(Collected data)
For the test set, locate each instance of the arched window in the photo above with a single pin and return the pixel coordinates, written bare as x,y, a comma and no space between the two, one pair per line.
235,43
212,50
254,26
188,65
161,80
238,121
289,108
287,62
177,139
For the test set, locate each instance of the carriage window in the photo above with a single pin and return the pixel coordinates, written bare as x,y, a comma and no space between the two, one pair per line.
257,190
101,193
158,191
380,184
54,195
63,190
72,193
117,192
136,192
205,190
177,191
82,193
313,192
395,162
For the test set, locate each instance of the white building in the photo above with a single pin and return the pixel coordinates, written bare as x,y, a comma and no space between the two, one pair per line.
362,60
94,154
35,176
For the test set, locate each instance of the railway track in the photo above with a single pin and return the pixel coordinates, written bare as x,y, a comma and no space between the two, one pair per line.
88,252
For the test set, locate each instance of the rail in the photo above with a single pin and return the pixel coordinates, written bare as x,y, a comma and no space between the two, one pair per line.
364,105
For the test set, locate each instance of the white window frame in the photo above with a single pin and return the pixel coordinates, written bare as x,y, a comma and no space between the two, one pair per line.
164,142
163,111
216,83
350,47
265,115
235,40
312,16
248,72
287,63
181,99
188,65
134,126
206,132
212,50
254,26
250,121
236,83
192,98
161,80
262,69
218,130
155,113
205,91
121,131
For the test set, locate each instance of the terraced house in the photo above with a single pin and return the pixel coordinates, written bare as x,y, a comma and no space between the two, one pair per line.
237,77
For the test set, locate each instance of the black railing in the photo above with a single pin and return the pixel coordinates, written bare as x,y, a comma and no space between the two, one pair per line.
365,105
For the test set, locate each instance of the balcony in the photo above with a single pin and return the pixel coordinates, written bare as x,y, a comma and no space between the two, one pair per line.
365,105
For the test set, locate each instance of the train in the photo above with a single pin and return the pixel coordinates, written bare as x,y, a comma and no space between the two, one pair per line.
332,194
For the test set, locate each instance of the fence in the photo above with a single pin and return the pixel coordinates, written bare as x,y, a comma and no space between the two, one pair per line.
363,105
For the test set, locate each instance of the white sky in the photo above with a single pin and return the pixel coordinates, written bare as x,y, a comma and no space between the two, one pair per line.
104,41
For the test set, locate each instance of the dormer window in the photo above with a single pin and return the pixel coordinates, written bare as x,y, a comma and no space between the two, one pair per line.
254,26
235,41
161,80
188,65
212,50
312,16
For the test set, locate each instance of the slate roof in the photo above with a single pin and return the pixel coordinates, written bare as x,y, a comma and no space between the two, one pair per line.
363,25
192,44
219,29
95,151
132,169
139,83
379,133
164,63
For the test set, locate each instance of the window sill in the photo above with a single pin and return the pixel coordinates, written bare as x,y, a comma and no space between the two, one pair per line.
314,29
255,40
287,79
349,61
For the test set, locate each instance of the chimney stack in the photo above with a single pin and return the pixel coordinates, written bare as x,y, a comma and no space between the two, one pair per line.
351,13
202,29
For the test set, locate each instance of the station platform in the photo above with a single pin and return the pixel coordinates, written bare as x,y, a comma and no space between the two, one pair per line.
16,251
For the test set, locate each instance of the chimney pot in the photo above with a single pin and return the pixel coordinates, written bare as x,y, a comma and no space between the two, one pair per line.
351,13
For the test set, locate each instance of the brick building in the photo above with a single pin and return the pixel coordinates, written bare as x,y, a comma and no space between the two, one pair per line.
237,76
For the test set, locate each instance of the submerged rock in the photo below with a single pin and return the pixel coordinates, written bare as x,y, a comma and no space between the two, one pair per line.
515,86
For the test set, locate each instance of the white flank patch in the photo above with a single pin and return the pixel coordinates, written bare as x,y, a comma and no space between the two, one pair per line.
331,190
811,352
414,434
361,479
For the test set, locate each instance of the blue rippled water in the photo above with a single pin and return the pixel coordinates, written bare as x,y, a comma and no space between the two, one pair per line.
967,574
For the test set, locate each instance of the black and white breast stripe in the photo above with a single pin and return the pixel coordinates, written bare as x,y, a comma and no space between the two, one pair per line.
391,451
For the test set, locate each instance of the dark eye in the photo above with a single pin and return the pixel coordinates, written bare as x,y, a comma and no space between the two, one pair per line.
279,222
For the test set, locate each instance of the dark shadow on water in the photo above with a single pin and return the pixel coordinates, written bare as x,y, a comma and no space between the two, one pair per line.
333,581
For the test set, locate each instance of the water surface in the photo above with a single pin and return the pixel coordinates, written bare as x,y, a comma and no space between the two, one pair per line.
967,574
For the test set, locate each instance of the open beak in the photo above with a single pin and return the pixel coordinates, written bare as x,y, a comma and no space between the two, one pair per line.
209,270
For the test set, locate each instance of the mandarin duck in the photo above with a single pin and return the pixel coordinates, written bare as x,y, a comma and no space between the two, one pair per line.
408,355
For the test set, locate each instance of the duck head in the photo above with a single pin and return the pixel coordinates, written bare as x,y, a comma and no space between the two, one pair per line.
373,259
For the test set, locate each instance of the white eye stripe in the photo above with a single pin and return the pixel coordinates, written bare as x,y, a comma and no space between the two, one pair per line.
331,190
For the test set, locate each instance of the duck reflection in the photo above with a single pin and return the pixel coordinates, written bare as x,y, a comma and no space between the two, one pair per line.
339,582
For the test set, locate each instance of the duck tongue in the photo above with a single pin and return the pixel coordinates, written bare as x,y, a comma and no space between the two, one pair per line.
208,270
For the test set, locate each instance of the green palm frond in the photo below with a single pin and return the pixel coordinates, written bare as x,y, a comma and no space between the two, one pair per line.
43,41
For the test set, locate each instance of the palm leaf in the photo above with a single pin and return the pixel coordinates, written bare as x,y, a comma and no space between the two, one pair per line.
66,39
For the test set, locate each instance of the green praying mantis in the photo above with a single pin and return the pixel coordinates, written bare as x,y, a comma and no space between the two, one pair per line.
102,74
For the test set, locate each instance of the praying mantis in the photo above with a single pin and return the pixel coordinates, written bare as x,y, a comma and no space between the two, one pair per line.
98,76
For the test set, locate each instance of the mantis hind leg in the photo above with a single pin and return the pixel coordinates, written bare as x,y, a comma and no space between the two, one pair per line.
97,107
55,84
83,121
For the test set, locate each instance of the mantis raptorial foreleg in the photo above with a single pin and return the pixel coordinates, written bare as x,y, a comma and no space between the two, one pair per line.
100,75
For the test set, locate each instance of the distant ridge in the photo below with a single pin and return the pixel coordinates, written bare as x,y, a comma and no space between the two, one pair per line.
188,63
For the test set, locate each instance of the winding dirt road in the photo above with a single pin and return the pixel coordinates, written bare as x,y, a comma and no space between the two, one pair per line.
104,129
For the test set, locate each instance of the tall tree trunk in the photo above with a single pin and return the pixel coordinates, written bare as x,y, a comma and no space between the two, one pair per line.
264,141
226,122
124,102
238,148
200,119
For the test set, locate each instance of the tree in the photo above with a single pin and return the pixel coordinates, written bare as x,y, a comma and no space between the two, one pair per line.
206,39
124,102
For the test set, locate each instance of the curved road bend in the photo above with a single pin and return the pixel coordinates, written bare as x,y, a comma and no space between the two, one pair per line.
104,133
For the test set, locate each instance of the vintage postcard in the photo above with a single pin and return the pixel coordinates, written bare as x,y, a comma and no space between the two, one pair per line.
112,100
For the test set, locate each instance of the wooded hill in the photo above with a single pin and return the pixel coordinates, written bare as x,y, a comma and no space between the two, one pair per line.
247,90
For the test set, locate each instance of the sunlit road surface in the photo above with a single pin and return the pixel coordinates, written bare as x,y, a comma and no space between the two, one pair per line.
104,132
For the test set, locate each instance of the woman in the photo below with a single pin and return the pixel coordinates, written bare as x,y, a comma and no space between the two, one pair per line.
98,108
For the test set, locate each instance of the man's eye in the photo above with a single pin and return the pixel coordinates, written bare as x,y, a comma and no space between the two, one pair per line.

• _YOUR INSTRUCTIONS_:
Rewrite every line of the data above, requests included, starting with the line that contains "For the test set, locate each instance of the curved" and going on through the end of the data. Rescale each pixel coordinate in the answers by multiplying it by 0.6 and rounding to the nearest whole number, with halves rounded up, and leave the requests unchanged.

• _RESPONSE BELOW_:
For the test set, locate each instance of the curved road bend in the photo above with a single pin and return the pixel coordinates, written bare as x,y, a comma and no space between the two, one pair per line.
62,80
For the test set, locate each instance of the vintage postcard in the photo above with a single pin and return the pixel coordinates, written bare as x,y, a comma and no space between the two, one pair per line.
67,60
For the test set, locate each instance of the wooded hill in the photo above with a single pin and return the pixel coordinates, written bare as x,y, a comma and no space between the two, one pair per line.
148,54
For the test set, locate each instance of the sunlit road surface in the photo above with a single pin and return the pixel coordinates, written bare as x,y, a comma and no space between the two, one pair per line.
62,79
For the test set, locate each instance of the woman in the photo below with a single pin and return the pixel coordinates, written bare as x,y, a comma and no space between the two, one pair per line.
59,65
For the test set, locate each instance of the man's eye in the photo above with a single pin and return the pixel coordinates, written bare as x,y, a comma and no space between the two, one pair per line.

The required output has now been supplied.